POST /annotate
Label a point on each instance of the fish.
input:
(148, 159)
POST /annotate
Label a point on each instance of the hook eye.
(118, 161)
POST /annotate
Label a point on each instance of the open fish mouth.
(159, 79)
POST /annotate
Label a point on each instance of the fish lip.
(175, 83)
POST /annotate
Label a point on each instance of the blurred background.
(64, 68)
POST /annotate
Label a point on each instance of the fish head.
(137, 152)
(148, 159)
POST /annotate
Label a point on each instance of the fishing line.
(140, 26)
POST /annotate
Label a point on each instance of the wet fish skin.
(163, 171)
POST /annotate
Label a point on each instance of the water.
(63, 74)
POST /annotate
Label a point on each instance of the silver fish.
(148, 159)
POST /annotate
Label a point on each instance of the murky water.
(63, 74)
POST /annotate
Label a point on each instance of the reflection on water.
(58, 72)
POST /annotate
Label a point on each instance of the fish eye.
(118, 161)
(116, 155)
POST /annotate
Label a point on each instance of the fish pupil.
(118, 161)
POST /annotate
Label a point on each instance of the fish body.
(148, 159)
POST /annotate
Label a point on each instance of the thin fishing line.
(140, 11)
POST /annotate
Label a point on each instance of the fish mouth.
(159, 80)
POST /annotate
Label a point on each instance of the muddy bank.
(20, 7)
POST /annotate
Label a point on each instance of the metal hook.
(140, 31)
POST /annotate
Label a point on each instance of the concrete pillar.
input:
--
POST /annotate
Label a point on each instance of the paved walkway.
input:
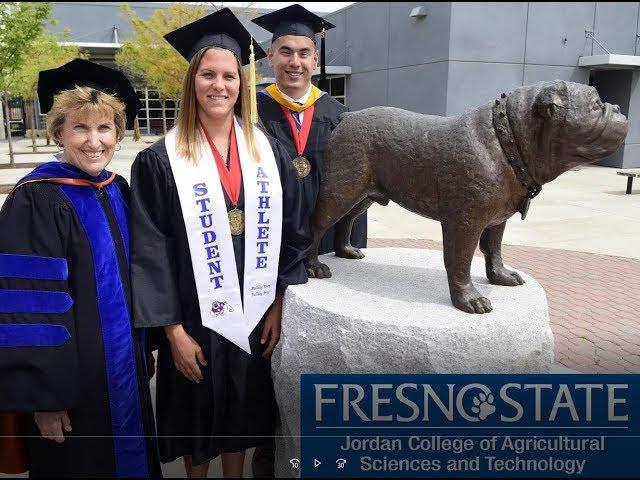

### Work to be completed:
An exact copy of the lines above, from the one containing "Label a point on each instance of the water." down to the one containing "Label a point on each instance of the concrete" and including both, is the whole answer; retype it and nothing else.

### Exercise solution:
Label a point on each instance of the water.
(63, 74)
POST /annotate
Label a point on each instance of the silver fish.
(148, 159)
POST /annotate
Label a point on each instance of the murky water.
(63, 74)
POST /annotate
Label a point on each instance of the reflection on water.
(58, 72)
POST /annotate
Label a point on each instance of the fish eye.
(118, 161)
(116, 155)
POST /annotate
Label a point on each instance of the fish pupil.
(118, 161)
POST /annotate
Label a point on each instance of the fish body.
(148, 159)
POST /annotate
Label a point on each instance of the thin fishing line.
(140, 11)
POST /annotate
Label a point on each instance of the fish mouth.
(159, 80)
POST /annotate
Label a point on each instance of the muddy bank.
(20, 7)
POST /annotate
Label a point on each instance of the metal hook.
(140, 31)
POST /annotate
Label a point on each instance of the concrete pillar.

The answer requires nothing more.